## Exercise set
(1) In the Aimi Forgan interview, what degree did she earn at Abertay University, Dundee?
(2) Pick up the Aimi Forgan interview after its last sentence and keep writing it.

## Text to read
──────
Tascomi Software Developer Aimi Forgan recently featured in the Sync NI summer magazine. Sync NI provides a platform to instantly inform readers on the latest technology and business news, jobs, and events from Northern Ireland and abroad. 

AimiSync

To celebrate one year at Tascomi, Aimi shares about life as a Software Developer, how she came to be involved in Tascomi and what it’s like being a ‘Woman in Tech.”

Tell us a little about your career path.

I have always been creative and had a real passion for design, which lead me to study Interior Architecture at Edinburgh Napier University after I finished high school. This was where I had my first taste of technology and computer design. Whilst studying I also had a part time role as a Hairdressing Assistant and after completing my HNC in Interior Architecture I decided to complete an Apprenticeship in Hairdressing, which developed into a full time role.

However, the passion I felt for technology and design was always in the back of my mind and when the opportunity arose to pursue a career path in this field, I decided to go for it. I made the decision to study Web Design and Development at Abertay University, Dundee, where I gained a First Class Honours degree – leading me straight to Tascomi and I can honestly say that I haven’t looked back.

Having lived and studied in Scotland, how did you discover Tascomi?

I was unfamiliar with Tascomi until a recruitment agency brought them to my attention. Unsurprisingly, I decided to spend a short amount of time researching the company, and discovered that they were making a difference to Local Government with their web-based software solutions. At that time, I was working on a project to enhance small community banking issues in Africa and working alongside Local Authorities there, so for me, Tascomi seemed like a very natural progression. I sent through my Online Portfolio and CV and a short time later I was invited to take part in a Skype interview with Tascomi’s Development Director, Rick Hassard, and the rest, as they say, is history.

What does a typical day look like for you?

A typical day for me starts with a big cup of tea! Following that, I assist with the maintenance and enhancement of our systems. I carry out a wide variety of tasks every day; whether it’s solving customer queries, fixing bugs or working on improvements to our current systems.

Do you have any role models that influenced and guided you to where you are today?

There are lots of very inspirational people in the tech industry, both men and women, but none that I would say have directly influenced or guided me throughout my studies. However, my partner has always been able to support and inspire me and has definitely guided me to where I am today.

Since joining Tascomi, I have been continually inspired and influenced by all of my colleagues, particularly our Programme Director, Roisin Murray – who was promoted to the Tascomi Board of Directors in 2015 after 7 years of leading the implementation side of the business.
──────
## Source excerpt
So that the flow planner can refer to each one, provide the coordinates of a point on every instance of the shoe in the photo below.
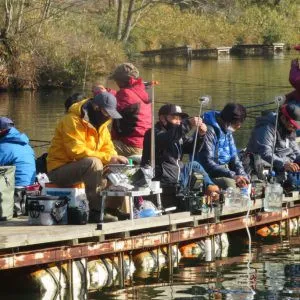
(118, 213)
(94, 217)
──────
## Answers given
(1) A First Class Honours degree in Web Design and Development.

(2)
What are some of the challenges you’ve faced in your role? And why do you think young women are less inclined to enter the technology sector?

I think I am very lucky to work for a company where the only challenges are code-based and not gender-based, with 36% of the Tascomi workforce being female. However, I do feel as though there is still very much a modern stereotype which discourages women from joining the Tech industry. As a ‘girly girl’, I didn’t conform to the archetypal ‘programmer’ look and because of this I found University challenging. It made me nervous about starting a career in the industry and I doubted my abilities because of how my appearance was perceived by others, male and female, rather than focusing on my performance. In spite of these challenges, more and more young woman are starting careers in technology, which I think is great – we have to encourage gender diversity in every industry in order to develop and move forward as a society.

What do you think is the best part of being a ‘Woman In Tech’?

For me, one of the best parts is continually surprising people who underestimate me. On top of that, every day I am surrounded by innovative technology and extremely intelligent people. I get to make a valuable contribution towards building software that enhances other people’s lives and is a path towards a better future for the Local Government sector – How amazing is that?

What’s the best piece of advice you’ve ever been given?

Believe in your own abilities and just go for it.

What advice would you give to women who are starting their careers in technology?

Be confident in what you can do, know your strengths and weaknesses and ask lots of questions. Finally – never stop learning.

Why did you decide to pursue a career in technology?

Pursuing a career in technology was not a straightforward process for me, but a decision that I reached after many years of trying my hand at other things. As I mentioned above, my original career path was hairdressing, just like my mum. However, I soon discovered that hairdressing was not something that I was passionate about. After exploring other options, I ended up completing some online tutorials in programming and I absolutely loved it. I realised that becoming a Software Developer would enable me to combine my passion for design with a job role that would be continually challenging and rewarding and it developed into a career from there.

What trends in the industry really excite you?

I get really excited about mobile design trends, such as creative gestures on touch screen devices, which have an almost endless potential for usability compared to cursors.

You recently participated in a course with The Mobile Academy Belfast soon. Can you tell us a little more about the course? How did you come to get involved? What did you learn?

The Mobile Academy Belfast is an innovative part-time learning course for professionals in Northern Ireland who want to understand the mobile ecosystem, hatch a new mobile business or product idea, bring mobile know-how into their organisation, or progress their career. Licensed by Mobile Monday Belfast and Ulster University’s School of Computing & Mathematics, the course consisted of 1-Day tuitions over a period of 5 weeks from 27th April to 25th May 2016.

I became involved with Mobile Monday Belfast after attending a talk in Belfast centered on UX Design. Through this course I really expanded my knowledge on the ‘user journey’ and how design can be used to enhance the end user experience. It also enabled me to build upon my current contribution to our existing products and also future products with new knowledge and greater understanding.

Lastly, what do you do for fun outside of work?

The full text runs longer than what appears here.